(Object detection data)
⟨
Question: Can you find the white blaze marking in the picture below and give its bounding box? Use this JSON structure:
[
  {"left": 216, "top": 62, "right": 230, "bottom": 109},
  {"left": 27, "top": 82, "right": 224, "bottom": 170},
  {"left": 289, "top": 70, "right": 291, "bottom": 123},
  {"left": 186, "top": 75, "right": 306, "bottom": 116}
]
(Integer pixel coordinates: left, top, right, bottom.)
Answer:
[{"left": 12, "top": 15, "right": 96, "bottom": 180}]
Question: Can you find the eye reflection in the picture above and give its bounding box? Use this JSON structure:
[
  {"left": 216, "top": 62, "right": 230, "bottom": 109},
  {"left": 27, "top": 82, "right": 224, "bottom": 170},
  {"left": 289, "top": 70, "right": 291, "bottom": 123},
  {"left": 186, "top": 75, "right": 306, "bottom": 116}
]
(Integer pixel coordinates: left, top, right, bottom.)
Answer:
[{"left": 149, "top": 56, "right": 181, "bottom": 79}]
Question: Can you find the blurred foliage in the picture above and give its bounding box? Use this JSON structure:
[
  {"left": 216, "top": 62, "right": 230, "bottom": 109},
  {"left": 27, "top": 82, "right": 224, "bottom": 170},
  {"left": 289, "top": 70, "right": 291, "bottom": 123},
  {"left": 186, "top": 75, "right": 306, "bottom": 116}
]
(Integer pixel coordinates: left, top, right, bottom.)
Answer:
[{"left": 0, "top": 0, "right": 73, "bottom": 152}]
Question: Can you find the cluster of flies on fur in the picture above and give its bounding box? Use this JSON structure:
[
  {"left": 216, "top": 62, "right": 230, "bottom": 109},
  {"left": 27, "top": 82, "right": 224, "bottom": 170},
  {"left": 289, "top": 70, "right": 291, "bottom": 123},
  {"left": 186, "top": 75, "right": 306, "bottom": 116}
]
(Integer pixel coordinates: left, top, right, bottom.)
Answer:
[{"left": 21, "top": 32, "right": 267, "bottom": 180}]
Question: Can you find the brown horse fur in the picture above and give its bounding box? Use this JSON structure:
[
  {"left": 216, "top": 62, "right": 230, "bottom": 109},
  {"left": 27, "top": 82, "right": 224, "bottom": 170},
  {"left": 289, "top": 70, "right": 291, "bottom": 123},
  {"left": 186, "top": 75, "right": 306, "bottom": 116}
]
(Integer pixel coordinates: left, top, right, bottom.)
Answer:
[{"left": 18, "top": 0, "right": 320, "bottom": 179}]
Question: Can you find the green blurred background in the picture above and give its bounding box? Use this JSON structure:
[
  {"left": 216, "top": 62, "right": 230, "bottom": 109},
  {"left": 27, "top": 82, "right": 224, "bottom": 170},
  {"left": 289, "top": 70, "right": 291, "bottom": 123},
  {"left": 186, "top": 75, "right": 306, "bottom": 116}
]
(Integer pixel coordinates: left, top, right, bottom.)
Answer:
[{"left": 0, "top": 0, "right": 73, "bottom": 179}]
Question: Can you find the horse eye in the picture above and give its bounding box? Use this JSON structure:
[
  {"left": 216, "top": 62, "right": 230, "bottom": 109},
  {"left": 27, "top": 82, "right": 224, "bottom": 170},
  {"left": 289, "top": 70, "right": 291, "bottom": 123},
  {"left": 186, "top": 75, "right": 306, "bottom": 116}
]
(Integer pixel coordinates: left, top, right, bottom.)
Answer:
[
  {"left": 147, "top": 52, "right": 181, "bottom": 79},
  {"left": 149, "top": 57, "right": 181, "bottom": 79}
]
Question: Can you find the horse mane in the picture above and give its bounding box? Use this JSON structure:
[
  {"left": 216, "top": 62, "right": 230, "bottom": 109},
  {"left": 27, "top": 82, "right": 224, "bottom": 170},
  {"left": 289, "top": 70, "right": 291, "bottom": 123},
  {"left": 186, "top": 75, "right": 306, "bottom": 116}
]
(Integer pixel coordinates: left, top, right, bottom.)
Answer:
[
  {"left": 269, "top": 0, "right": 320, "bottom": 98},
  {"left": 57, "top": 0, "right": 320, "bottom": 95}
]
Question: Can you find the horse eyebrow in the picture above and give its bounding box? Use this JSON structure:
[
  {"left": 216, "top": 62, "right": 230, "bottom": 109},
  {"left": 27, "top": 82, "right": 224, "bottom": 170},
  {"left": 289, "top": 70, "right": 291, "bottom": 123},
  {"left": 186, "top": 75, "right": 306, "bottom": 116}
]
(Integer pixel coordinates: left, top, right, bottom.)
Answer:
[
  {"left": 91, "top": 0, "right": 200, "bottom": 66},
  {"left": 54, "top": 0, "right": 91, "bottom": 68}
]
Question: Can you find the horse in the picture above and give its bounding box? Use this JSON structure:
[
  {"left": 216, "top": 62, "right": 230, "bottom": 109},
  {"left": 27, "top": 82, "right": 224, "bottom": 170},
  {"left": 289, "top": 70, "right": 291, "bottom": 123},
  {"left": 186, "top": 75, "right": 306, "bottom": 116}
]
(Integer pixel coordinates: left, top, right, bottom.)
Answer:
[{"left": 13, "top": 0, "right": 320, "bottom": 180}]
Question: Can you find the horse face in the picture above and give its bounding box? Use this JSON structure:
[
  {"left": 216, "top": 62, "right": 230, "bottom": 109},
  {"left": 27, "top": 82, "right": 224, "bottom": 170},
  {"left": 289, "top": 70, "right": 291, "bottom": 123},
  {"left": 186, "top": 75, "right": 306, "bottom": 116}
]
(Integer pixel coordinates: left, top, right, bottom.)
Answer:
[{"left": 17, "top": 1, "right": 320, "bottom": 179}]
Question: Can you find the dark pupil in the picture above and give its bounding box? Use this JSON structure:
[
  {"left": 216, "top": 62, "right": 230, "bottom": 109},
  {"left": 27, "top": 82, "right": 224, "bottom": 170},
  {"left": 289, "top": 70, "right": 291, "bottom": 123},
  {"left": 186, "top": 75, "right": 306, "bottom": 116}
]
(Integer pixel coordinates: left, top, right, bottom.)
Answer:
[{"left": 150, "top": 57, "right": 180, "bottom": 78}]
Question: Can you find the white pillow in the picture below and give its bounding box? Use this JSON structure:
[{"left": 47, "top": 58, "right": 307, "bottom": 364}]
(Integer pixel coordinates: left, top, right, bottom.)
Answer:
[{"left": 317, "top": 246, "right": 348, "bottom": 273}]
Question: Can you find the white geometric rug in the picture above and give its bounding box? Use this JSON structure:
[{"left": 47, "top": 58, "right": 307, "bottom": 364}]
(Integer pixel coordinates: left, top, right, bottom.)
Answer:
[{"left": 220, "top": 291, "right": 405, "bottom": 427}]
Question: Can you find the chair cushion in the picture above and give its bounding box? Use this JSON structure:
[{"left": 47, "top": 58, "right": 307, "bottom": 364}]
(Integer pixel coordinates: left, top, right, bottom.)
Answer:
⟩
_The problem_: Rescale the material above from the line containing "Question: Can you find the white geometric" through the end, inclusive, and give only those lines in full, requests included. Multiply every bounding-box coordinate in the answers by 2.4 and round to whole numbers with halves rounded up, leaving the numbers in the requests and their JSON samples unchanged.

_The output_:
Question: Can you find the white geometric rug in the picture above and give its bounding box? Use this JSON structure:
[{"left": 47, "top": 58, "right": 307, "bottom": 364}]
(Integer pixel coordinates: left, top, right, bottom.)
Answer:
[{"left": 528, "top": 698, "right": 972, "bottom": 1025}]
Question: Can you find the chair cushion in the picture above and give its bounding box? Use this JSON structure:
[{"left": 47, "top": 58, "right": 307, "bottom": 364}]
(Integer pixel coordinates: left, top, right, bottom.)
Answer:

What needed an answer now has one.